Records excerpted from a collection
--

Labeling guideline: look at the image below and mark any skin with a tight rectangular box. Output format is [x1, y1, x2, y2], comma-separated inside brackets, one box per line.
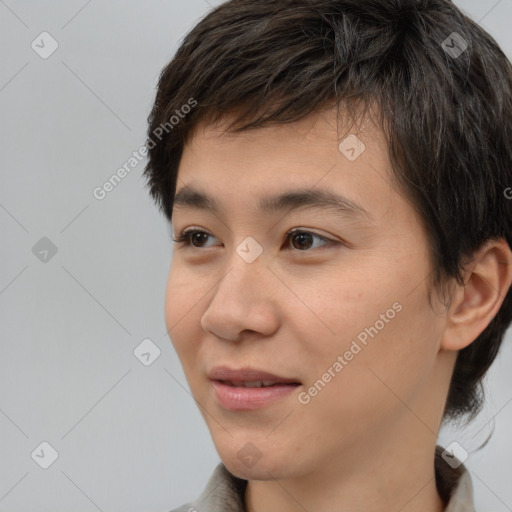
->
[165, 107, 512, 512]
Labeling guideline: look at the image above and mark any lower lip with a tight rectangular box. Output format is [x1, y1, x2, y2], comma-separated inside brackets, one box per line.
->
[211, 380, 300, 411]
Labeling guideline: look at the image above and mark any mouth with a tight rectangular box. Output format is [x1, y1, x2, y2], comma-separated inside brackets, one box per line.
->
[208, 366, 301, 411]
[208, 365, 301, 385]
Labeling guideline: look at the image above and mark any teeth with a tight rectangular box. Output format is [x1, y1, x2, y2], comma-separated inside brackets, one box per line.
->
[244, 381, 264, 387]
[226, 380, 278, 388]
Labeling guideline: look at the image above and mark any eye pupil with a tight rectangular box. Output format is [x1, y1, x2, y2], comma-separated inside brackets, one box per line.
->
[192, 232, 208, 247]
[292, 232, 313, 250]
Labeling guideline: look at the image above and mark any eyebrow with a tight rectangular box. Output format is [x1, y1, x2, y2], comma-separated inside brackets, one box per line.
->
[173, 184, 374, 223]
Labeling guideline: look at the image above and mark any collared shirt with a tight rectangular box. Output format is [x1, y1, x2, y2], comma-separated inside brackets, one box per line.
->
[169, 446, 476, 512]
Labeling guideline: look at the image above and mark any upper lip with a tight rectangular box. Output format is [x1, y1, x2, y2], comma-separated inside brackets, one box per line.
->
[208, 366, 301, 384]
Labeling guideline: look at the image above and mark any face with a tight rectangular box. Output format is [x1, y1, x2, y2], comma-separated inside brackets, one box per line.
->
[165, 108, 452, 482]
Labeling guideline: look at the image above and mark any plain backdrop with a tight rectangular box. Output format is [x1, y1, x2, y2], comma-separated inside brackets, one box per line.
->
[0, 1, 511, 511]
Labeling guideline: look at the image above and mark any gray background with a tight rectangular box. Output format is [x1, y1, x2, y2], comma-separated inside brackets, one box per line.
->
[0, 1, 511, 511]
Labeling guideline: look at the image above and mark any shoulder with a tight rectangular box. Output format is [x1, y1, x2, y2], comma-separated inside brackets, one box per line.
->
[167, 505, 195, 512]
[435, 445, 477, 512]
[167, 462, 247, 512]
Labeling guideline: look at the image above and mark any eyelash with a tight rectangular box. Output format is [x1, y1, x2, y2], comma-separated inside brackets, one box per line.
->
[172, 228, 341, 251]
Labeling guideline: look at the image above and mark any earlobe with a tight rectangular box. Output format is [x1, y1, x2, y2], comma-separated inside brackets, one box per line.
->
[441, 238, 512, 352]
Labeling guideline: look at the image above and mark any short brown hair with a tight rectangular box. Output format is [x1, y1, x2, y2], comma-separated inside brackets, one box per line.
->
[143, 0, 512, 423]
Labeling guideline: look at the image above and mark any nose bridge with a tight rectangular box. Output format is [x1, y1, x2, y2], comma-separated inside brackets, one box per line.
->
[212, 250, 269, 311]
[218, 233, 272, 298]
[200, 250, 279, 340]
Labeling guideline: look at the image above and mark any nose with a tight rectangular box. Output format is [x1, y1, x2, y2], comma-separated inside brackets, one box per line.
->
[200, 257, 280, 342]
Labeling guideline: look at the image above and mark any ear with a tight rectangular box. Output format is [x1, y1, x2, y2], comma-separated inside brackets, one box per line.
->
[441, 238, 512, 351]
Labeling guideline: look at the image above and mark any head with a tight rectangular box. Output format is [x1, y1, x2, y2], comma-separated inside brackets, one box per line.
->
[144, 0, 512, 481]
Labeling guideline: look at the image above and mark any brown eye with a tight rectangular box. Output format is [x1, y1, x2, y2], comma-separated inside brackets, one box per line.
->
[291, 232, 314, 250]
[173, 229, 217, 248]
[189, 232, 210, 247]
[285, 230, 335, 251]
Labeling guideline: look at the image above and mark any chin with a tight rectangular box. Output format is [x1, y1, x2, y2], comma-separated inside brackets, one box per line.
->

--

Exercise objective: Each line of the entries where the string "brown" occurs should be shown.

Response below:
Labeling guideline: look at the image above and mark any short brown hair with a tight rectangular box. Output format is [x1, y1, x2, y2], comma-separated inside brackets, one box per line.
Labeling guideline: look at the image above and mark any brown eye with a tight rectangular box. Output format is [x1, y1, x2, y2], comma-separated inside brackets, one box per line.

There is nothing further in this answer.